Convert the records from the first line up to and including the line that contains "[589,378,836,478]" into a Markdown table with the columns Row and Line, skipping blank lines.

## Begin Dataset excerpts

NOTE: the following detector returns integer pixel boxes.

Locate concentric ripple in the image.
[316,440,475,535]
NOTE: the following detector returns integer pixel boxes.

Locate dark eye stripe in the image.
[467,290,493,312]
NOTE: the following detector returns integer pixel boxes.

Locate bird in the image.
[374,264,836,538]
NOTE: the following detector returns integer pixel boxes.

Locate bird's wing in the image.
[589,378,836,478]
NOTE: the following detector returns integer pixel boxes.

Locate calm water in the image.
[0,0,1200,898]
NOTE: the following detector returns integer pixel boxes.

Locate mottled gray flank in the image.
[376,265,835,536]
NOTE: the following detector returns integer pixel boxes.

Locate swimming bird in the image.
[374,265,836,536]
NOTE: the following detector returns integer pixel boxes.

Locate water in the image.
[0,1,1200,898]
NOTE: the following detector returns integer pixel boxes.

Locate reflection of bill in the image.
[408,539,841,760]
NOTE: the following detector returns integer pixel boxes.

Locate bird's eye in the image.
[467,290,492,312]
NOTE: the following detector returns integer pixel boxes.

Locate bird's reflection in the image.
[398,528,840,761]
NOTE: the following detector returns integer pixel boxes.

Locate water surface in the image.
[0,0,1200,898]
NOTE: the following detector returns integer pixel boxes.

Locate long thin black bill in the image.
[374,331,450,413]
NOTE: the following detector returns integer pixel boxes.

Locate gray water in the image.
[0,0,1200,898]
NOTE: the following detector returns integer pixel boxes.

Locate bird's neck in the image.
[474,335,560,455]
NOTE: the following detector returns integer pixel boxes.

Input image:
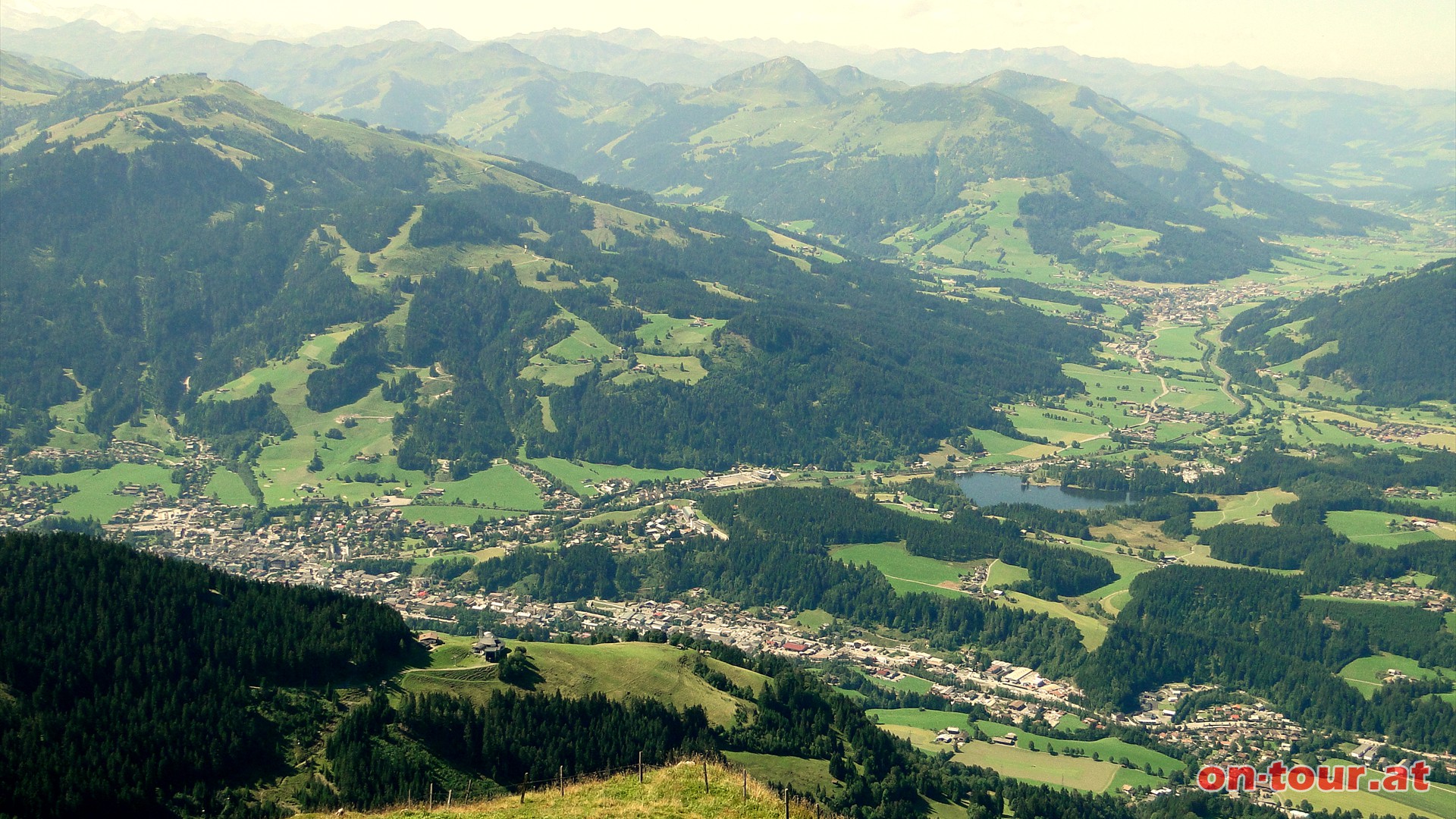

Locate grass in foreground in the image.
[295,762,830,819]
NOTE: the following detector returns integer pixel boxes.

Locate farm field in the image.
[636,313,728,356]
[885,726,1163,792]
[546,310,622,362]
[202,466,253,506]
[24,463,177,523]
[866,708,1184,773]
[1002,592,1106,651]
[1325,510,1456,549]
[869,675,935,694]
[830,542,975,596]
[529,457,703,497]
[1006,402,1112,446]
[399,504,519,526]
[204,325,434,504]
[1339,651,1456,699]
[1062,364,1163,403]
[432,463,541,512]
[1149,325,1203,362]
[971,430,1057,463]
[1192,488,1299,529]
[613,353,708,383]
[723,751,834,792]
[1157,376,1239,416]
[521,356,594,386]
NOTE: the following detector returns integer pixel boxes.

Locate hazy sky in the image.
[20,0,1456,87]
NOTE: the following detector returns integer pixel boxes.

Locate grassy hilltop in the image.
[300,762,833,819]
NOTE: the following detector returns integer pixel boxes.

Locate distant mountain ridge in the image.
[0,64,1100,469]
[6,20,1456,199]
[2,24,1393,281]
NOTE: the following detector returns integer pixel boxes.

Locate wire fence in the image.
[390,752,842,819]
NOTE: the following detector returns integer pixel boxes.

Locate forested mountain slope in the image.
[975,71,1386,233]
[0,524,416,816]
[0,66,1097,472]
[1223,259,1456,406]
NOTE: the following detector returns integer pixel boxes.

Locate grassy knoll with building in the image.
[1339,651,1456,699]
[868,708,1182,792]
[399,635,767,726]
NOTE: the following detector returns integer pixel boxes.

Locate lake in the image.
[956,472,1138,510]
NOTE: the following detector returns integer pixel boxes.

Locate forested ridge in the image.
[0,532,415,816]
[0,533,1257,819]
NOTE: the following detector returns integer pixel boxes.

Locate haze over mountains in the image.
[6,14,1456,199]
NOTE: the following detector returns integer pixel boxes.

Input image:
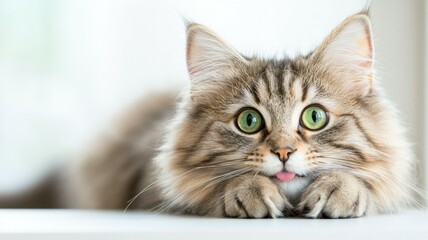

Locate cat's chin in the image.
[272,174,312,203]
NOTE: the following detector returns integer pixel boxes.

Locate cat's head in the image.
[158,14,414,212]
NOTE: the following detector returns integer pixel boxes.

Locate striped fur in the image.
[2,13,417,218]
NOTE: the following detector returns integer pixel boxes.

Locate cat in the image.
[0,12,422,218]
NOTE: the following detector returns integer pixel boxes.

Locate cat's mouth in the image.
[274,169,303,182]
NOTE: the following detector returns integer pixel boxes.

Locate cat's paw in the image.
[224,175,292,218]
[298,173,369,218]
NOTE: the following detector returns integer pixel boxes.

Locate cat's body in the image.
[0,14,422,218]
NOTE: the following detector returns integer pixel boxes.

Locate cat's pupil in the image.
[312,111,318,123]
[247,113,254,127]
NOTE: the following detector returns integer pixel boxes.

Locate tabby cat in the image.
[0,13,415,218]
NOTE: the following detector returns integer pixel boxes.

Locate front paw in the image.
[298,173,369,218]
[224,175,292,218]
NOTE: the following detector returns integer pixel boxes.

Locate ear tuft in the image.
[314,13,374,95]
[186,22,246,98]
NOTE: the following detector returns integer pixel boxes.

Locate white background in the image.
[0,0,428,197]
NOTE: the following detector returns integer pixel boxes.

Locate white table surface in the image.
[0,209,428,240]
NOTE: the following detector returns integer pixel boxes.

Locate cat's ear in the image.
[313,13,374,96]
[186,23,246,99]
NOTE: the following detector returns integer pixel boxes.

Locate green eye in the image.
[300,105,328,131]
[236,108,263,134]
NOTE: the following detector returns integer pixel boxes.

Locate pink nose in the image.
[272,147,295,162]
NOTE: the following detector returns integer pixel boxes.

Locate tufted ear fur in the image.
[313,13,374,97]
[186,24,247,100]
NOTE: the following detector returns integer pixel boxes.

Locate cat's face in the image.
[162,15,390,207]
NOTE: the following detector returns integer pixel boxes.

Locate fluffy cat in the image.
[0,13,415,218]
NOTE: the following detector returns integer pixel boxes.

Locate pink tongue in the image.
[275,171,296,181]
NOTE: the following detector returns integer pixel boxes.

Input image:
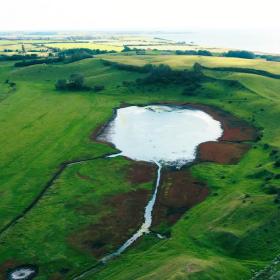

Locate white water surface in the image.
[97,105,223,167]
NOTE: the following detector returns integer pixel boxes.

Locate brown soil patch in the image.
[76,172,94,182]
[153,170,209,227]
[69,189,150,258]
[91,102,259,163]
[126,161,156,184]
[0,260,19,280]
[197,142,251,164]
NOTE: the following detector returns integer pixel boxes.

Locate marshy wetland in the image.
[0,50,280,280]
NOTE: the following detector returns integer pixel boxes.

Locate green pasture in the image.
[0,53,280,280]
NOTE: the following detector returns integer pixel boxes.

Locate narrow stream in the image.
[74,105,222,280]
[101,162,162,263]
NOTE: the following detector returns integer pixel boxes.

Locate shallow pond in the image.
[98,105,222,167]
[74,105,223,280]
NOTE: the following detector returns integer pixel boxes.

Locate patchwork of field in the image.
[0,53,280,280]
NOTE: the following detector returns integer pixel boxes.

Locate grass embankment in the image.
[0,56,280,280]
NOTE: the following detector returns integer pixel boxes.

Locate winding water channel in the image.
[9,105,223,280]
[72,106,223,279]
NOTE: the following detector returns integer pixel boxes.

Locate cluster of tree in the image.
[102,59,153,73]
[14,57,63,67]
[55,74,88,90]
[175,50,213,56]
[201,65,280,79]
[0,54,39,61]
[11,48,116,67]
[55,73,105,92]
[137,64,206,85]
[223,51,256,59]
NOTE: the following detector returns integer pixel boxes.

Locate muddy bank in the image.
[91,102,259,164]
[153,169,209,233]
[69,189,150,258]
[0,260,19,280]
[126,161,156,185]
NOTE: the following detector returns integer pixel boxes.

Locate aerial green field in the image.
[0,50,280,280]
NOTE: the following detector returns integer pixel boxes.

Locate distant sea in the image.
[152,30,280,54]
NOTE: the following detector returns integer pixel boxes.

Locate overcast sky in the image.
[0,0,280,31]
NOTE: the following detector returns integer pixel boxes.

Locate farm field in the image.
[0,50,280,280]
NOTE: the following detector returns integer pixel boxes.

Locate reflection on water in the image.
[74,106,222,280]
[98,106,222,167]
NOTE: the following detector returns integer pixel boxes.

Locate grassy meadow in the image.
[0,50,280,280]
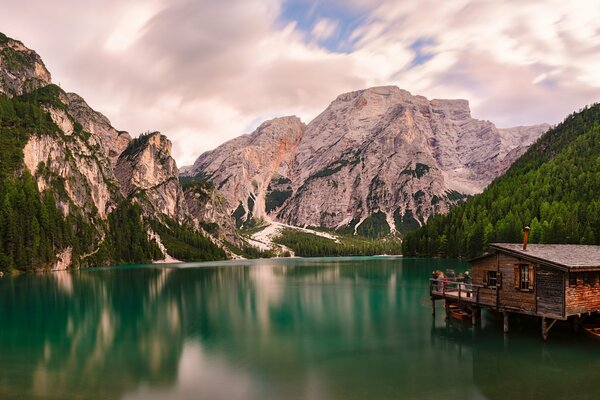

## End Dataset excerpts

▶ **Final result**:
| Row | Line |
|---|---|
| 1 | NOTE: the following detector returns integer pixel boxes. |
| 2 | Locate concentric ripple in the image. |
| 3 | [316,440,475,535] |
| 4 | NOTE: the following detector returns integer pixel boxes. |
| 5 | Locate dark eye stripe in the image. |
| 6 | [467,290,493,312] |
| 7 | NOTE: the following detector returns integer pixel boxes. |
| 8 | Locate bird in the image. |
| 9 | [374,264,836,538] |
| 10 | NOTE: the following detector returns integer pixel boxes. |
| 11 | Locate bird's wing in the image. |
| 12 | [589,378,836,478] |